### WORK TO DO:
Reproduce the following items line for line, changing nothing.

○ ○ ○

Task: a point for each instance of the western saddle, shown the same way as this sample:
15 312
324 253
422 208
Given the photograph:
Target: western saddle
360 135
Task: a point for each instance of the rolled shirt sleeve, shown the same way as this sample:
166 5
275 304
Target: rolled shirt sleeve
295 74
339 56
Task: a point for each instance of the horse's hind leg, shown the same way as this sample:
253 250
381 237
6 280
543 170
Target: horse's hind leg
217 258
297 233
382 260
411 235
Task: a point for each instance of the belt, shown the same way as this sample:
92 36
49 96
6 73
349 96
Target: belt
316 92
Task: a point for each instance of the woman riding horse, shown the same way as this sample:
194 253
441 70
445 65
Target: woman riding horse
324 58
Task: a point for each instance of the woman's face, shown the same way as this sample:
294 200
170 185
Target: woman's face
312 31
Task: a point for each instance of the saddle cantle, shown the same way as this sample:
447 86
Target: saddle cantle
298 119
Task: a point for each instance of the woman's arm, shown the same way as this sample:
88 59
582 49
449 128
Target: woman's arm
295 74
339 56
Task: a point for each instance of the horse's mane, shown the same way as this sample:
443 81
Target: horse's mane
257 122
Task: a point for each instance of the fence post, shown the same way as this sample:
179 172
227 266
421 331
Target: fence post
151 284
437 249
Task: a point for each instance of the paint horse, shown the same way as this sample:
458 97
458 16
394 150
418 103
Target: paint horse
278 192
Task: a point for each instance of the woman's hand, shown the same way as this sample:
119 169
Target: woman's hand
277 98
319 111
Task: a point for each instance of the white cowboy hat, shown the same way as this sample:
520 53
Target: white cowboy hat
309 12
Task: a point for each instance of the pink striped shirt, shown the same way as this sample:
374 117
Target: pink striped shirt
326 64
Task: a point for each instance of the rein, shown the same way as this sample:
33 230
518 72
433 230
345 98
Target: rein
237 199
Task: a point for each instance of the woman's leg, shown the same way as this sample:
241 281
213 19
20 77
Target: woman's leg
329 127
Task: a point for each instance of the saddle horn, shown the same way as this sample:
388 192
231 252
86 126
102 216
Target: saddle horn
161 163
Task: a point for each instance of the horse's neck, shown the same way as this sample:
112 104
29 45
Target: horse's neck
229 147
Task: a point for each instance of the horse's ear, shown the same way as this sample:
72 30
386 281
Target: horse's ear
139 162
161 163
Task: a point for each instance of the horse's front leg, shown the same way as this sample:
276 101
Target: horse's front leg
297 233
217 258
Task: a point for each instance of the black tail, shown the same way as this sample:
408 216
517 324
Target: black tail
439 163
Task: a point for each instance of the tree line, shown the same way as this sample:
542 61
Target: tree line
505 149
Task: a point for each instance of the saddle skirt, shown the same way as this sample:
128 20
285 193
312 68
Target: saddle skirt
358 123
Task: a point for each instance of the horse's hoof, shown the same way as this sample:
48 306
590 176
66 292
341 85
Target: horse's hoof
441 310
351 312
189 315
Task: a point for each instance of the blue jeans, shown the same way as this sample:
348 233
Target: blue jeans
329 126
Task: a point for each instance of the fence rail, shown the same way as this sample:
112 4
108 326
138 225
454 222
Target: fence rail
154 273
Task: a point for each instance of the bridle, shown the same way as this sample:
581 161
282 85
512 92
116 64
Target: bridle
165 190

○ ○ ○

### TASK RESULT:
Task: a point for each instance of the western saddle, shown the same way as this sample:
15 312
324 253
422 208
Given the photograph:
Target: western saddle
360 135
Task: a point for each instance of the rolled shirt sleeve, shown the same way as this sample:
166 5
275 304
Target: rolled shirt sleeve
295 74
339 56
Task: a point for each instance of the horse's hind leg, shown the same way as this sample:
253 250
381 237
6 280
543 170
Target: horse's hind leg
217 258
297 233
382 260
411 235
Task: a point for each instance of the belt, shown the same way as this sample:
92 36
49 96
6 73
349 96
Target: belt
316 92
Task: a point for each instance of the woman riding horse, shown the same way as this sample:
194 253
441 70
445 65
Target: woman riding horse
324 58
Task: a point for each instance of the woman's face, shown the same way as this sample:
294 200
170 185
Target: woman's face
312 31
Task: a point for each instance of the saddle cantle, shown the same way as this sample:
447 86
Target: saddle cantle
298 119
Task: a point for each instance of the woman's arm, shown the same way as this sample:
88 59
582 49
449 128
Target: woman's arm
295 74
339 56
Task: a point for each instance of the horse's mane, shown the same way as this sample:
443 81
Target: horse's mane
257 122
Task: a point for each instance of the fence post, shown the same way as this sample:
179 172
227 266
421 331
Target: fence post
151 284
437 249
Task: a point for each instance of the paint horse, shown the same way as this sample:
458 97
458 16
394 150
418 103
Target: paint horse
278 192
Task: a point for each instance of the woman's hand, shown the same way as this sample:
119 169
Target: woman's hand
277 98
319 111
Task: a point for each instance of the white cowboy hat, shown the same way as this sample:
520 53
Target: white cowboy hat
309 12
Task: a point for each instance of the pink striped shirt, shown the same way as this sample:
374 117
Target: pink striped shirt
326 64
Task: a point for each instance of the rein, shown the same way as this sample:
33 230
518 72
433 230
345 98
Target: rein
237 199
Task: a point for each instance of the woman's leg, shown the same way as this sample:
241 281
213 19
20 77
Target: woman's leg
329 127
Task: a point for each instance of the saddle horn, shown the same way as this sample:
388 192
231 252
86 126
102 216
Target: saddle horn
161 163
Task: a point for each instance of the horse's neck, shown the same way as this sample:
112 104
29 45
Target: horse's neck
229 147
Task: a point for each instance of the horse's ear, shown the same way as this sample:
72 30
386 281
Target: horse's ear
139 162
161 163
Task: a point for each instance of the horse's front leg, shown the same way as this sample:
276 101
Target: horse's front leg
297 233
217 258
Task: a point for each instance of the black tail, shown the same way as this sample:
408 216
517 324
Target: black tail
439 163
Task: a point for each instance of the tree line, shown the same way as this sample:
542 61
Target: tree line
505 149
Task: a point for each instance of the saddle skirt, shown the same way as this sample:
128 20
285 193
312 68
Target: saddle skirt
358 123
Task: a point for each instance of the horse's hoof, shown the same way as this sample:
48 306
590 176
66 292
341 85
Target: horse's hoof
441 310
351 312
189 315
Task: a point for each instance of the blue jeans, shown the same way as this sample:
348 233
Target: blue jeans
329 126
Task: a point for each instance of the fence rail, shown the same way as this sample:
112 4
108 326
138 225
454 222
Target: fence rail
154 273
Task: a point for each instance of the bridle, shown the same way as this sample:
581 161
282 85
512 92
116 64
Target: bridle
165 190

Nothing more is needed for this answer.